- EXERCISE OBJECTIVE
Copy the lines verbatim, beginning with the line that contains "the roof in" and continuing through the end of the data, and only those lines.

- SUPPLIED DATA
>> start

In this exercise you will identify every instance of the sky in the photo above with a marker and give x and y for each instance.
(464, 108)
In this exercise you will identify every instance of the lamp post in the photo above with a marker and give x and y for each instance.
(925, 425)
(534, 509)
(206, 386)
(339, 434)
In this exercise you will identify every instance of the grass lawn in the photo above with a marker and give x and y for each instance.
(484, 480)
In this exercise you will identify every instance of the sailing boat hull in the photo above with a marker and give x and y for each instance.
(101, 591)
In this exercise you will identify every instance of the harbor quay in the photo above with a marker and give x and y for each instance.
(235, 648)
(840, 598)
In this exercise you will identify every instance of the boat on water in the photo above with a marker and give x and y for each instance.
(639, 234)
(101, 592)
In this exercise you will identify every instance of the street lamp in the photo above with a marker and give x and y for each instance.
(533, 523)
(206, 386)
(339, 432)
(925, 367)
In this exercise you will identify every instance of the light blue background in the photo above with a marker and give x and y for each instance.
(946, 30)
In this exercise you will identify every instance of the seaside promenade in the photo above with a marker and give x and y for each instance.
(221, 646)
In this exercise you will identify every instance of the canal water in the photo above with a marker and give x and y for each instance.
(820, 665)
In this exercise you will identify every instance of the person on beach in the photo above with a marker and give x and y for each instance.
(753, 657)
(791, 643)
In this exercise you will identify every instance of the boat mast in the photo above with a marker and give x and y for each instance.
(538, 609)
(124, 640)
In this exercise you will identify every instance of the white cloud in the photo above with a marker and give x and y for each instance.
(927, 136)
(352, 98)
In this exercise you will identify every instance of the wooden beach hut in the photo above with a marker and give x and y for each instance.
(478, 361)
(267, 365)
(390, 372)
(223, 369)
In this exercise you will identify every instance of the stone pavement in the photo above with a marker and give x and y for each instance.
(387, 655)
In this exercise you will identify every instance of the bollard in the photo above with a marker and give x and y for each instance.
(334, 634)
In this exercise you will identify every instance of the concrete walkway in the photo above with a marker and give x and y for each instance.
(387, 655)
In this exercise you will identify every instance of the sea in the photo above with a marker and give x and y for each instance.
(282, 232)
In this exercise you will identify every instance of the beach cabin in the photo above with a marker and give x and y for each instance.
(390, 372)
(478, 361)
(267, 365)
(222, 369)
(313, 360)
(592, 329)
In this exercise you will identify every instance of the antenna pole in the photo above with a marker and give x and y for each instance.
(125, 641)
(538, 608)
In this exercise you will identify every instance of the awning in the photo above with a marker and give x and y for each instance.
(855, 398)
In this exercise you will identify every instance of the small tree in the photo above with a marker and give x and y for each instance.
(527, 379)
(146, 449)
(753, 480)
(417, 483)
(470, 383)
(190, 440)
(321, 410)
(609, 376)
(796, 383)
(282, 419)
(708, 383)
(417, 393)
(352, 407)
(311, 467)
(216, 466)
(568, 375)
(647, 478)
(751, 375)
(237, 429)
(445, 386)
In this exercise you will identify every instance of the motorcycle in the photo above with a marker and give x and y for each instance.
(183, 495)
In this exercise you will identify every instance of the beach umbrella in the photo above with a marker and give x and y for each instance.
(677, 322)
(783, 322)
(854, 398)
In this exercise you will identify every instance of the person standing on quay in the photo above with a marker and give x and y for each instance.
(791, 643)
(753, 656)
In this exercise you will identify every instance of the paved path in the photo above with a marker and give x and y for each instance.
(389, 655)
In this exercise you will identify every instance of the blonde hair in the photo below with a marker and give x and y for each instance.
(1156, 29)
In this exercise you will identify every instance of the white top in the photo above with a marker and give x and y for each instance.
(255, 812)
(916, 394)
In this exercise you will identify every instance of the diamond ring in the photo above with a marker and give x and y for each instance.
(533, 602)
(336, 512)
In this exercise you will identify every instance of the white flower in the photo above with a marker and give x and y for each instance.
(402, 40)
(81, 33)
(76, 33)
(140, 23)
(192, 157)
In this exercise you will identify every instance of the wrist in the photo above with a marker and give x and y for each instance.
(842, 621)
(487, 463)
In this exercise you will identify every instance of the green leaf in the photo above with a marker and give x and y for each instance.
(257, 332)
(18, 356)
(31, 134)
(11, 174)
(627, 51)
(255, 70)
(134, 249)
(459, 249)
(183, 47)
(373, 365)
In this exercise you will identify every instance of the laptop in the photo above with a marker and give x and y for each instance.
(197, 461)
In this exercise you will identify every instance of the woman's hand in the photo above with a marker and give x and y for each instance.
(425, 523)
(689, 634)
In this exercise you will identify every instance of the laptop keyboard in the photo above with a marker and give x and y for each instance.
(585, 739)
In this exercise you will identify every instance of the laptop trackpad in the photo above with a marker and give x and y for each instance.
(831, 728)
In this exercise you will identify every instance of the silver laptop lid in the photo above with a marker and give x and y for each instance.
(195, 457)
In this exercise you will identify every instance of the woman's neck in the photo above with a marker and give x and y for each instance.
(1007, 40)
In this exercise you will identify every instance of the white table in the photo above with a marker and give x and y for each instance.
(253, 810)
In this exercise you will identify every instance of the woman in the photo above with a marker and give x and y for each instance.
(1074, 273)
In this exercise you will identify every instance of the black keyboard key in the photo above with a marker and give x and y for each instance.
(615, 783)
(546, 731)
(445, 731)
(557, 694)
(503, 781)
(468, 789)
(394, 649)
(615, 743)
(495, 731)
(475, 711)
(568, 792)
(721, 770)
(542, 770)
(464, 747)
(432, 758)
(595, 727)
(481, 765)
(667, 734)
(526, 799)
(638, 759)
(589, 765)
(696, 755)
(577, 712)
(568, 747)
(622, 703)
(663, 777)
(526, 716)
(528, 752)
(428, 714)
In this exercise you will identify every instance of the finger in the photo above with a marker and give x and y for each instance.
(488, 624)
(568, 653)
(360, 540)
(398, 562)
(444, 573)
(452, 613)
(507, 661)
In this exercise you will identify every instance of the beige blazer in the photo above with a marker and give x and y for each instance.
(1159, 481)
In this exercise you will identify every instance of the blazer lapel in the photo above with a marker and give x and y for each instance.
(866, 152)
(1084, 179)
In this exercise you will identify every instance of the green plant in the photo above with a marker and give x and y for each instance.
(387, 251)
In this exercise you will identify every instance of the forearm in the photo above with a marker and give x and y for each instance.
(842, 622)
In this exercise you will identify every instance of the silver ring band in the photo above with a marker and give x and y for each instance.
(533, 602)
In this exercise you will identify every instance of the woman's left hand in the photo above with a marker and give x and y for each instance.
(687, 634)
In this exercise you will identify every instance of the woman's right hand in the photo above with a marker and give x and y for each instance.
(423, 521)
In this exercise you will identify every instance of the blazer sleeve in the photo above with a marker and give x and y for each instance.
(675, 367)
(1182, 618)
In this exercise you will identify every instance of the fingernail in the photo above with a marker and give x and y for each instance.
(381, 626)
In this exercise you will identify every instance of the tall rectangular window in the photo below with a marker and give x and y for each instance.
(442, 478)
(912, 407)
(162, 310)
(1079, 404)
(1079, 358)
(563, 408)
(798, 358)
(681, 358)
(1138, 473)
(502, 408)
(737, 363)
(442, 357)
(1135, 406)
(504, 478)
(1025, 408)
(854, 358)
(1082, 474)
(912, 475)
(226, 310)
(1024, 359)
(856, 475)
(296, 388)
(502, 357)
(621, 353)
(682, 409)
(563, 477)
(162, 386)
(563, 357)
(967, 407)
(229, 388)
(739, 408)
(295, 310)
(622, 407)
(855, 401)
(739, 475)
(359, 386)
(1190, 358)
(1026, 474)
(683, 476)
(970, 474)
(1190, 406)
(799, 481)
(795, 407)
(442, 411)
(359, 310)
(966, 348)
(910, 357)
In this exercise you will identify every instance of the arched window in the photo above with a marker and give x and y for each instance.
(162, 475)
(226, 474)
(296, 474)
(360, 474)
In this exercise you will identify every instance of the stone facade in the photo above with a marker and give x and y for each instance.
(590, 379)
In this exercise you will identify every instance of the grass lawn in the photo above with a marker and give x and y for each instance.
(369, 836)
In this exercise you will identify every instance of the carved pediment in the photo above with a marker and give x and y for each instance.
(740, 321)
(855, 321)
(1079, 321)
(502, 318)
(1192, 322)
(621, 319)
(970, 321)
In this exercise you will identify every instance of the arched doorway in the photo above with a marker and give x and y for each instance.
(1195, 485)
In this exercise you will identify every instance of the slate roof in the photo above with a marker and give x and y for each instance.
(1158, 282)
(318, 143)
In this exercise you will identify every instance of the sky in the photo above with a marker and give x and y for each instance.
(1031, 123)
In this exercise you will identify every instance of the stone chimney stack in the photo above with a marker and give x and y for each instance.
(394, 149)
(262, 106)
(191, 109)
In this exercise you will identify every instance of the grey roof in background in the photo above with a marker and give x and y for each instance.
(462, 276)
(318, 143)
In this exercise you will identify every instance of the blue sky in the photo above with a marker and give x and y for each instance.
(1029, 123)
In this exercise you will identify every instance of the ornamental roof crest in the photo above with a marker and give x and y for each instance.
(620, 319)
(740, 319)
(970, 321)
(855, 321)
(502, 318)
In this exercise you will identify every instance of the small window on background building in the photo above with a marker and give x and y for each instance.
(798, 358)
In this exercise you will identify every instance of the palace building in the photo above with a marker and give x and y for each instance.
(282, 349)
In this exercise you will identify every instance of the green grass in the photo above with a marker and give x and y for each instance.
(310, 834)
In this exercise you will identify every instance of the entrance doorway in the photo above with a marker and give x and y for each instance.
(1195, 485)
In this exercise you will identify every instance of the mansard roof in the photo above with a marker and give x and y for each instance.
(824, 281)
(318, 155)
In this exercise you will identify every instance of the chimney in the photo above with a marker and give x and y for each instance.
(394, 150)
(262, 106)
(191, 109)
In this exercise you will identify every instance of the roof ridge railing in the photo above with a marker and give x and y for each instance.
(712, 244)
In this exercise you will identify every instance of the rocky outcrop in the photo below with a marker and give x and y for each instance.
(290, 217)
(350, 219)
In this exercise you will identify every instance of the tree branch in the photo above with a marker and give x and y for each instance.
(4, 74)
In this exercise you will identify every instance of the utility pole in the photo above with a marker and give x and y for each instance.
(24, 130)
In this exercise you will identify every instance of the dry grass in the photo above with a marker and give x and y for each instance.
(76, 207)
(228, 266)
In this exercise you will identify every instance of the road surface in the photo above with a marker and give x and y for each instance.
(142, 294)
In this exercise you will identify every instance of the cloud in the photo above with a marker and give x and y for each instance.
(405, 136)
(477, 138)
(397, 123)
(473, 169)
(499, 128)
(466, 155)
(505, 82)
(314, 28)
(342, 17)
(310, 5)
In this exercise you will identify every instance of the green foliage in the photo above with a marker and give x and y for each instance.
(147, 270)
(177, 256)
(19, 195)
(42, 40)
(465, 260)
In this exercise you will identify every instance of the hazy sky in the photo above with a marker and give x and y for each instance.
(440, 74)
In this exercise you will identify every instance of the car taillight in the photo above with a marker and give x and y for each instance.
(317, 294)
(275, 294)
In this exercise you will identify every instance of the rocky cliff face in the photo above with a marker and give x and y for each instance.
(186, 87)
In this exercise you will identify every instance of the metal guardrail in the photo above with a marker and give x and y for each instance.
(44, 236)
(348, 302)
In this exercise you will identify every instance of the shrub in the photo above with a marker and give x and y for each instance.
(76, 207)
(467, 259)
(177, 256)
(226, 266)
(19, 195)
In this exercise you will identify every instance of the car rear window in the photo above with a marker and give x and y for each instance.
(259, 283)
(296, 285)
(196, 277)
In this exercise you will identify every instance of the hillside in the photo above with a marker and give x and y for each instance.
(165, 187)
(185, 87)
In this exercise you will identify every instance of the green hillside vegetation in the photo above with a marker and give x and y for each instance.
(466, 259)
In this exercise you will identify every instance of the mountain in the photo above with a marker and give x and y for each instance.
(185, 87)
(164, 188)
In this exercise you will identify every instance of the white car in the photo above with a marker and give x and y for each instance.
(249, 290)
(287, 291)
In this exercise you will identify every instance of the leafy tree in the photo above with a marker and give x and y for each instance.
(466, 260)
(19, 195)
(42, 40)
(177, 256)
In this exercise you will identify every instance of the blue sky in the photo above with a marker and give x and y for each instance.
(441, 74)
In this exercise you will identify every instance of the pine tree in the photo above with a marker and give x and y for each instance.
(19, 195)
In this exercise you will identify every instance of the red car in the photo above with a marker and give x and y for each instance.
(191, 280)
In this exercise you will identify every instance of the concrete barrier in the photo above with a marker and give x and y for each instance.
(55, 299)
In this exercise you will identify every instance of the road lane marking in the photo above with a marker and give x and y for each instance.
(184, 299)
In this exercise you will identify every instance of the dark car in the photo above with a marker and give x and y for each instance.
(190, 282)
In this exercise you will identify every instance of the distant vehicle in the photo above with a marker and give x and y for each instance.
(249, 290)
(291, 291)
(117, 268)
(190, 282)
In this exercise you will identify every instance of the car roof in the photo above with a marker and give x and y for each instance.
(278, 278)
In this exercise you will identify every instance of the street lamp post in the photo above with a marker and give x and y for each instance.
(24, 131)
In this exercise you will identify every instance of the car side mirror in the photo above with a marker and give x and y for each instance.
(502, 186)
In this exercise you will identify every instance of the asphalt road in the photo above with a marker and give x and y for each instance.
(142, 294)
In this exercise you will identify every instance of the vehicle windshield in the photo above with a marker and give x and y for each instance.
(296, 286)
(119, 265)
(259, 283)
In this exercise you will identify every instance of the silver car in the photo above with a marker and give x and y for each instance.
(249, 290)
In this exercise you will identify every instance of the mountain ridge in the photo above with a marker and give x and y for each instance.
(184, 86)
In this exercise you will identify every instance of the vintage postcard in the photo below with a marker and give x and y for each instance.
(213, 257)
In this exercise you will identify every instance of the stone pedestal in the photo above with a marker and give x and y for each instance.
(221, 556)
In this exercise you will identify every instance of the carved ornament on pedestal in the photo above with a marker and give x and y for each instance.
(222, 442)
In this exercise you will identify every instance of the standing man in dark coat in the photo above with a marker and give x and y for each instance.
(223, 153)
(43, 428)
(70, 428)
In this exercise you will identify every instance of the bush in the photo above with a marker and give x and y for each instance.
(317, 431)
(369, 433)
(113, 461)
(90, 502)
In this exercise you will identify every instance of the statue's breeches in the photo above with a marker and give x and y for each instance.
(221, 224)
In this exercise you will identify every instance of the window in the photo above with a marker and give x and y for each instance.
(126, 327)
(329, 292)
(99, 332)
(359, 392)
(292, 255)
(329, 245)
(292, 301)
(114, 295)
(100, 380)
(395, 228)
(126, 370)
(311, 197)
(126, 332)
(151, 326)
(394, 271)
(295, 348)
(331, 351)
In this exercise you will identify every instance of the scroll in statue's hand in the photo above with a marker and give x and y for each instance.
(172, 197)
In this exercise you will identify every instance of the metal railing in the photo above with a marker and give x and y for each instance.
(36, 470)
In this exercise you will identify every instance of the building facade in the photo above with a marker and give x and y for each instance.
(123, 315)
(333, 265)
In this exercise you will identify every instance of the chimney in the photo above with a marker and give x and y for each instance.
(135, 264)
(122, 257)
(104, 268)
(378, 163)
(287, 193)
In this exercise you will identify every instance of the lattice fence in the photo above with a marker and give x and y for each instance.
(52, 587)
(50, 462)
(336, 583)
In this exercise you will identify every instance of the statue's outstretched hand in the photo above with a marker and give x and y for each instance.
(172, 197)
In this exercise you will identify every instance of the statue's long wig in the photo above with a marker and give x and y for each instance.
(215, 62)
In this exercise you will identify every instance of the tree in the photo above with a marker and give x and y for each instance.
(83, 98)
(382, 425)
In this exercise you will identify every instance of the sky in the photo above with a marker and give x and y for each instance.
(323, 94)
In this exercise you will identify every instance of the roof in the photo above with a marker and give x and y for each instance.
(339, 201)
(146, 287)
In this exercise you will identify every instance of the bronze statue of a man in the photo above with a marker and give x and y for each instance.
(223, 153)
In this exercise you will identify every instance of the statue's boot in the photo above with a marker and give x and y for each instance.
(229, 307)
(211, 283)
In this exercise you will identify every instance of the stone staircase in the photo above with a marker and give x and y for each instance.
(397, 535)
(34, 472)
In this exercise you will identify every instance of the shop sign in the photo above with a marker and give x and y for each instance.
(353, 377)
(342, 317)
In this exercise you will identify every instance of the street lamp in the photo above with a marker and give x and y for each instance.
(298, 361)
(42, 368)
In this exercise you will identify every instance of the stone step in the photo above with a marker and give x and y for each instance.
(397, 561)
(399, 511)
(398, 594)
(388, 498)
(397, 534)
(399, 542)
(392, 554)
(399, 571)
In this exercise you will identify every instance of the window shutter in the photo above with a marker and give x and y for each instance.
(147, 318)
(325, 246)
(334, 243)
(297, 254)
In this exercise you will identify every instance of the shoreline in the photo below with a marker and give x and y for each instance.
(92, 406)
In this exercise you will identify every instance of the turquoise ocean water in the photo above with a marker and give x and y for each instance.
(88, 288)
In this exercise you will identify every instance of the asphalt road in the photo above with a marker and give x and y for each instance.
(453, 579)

>> end

- WRITTEN SOLUTION
In this exercise you will identify every instance of the roof in the photo above with a marker and give x and y for each instance.
(339, 201)
(146, 287)
In this exercise you will identify every instance of the bronze statue of a man in the photo above with a marker and give x and y for each instance.
(223, 153)
In this exercise you will identify every instance of the statue's boot in the photo above with a marker and give x and y for each instance.
(229, 307)
(211, 283)
In this exercise you will identify every instance of the stone staircase in the photo above with a marker and give x and y for each instance.
(397, 535)
(34, 472)
In this exercise you will identify every instance of the shop sign in the photo above with a marker and give x and y for each instance.
(353, 377)
(342, 317)
In this exercise you will identify every instance of the street lamp in the photo above with a marker and give x and y for each instance.
(298, 361)
(42, 368)
In this exercise you will identify every instance of the stone step in the photo above with a marker and give x and y for each instance.
(397, 561)
(399, 511)
(398, 594)
(388, 498)
(397, 534)
(399, 542)
(392, 554)
(399, 571)
In this exercise you will identify every instance of the window shutter in the photo above with a marker and give x and y for each instance.
(147, 318)
(325, 246)
(334, 243)
(297, 254)
In this exercise you will identify every instance of the shoreline in the photo below with a marker and give x and y for each instance.
(92, 406)
In this exercise you will identify every instance of the turquoise ocean water in the photo above with a marker and give x and y for each instance.
(88, 288)
In this exercise you will identify every instance of the asphalt road in the photo above with a marker and give x and y for each instance.
(453, 579)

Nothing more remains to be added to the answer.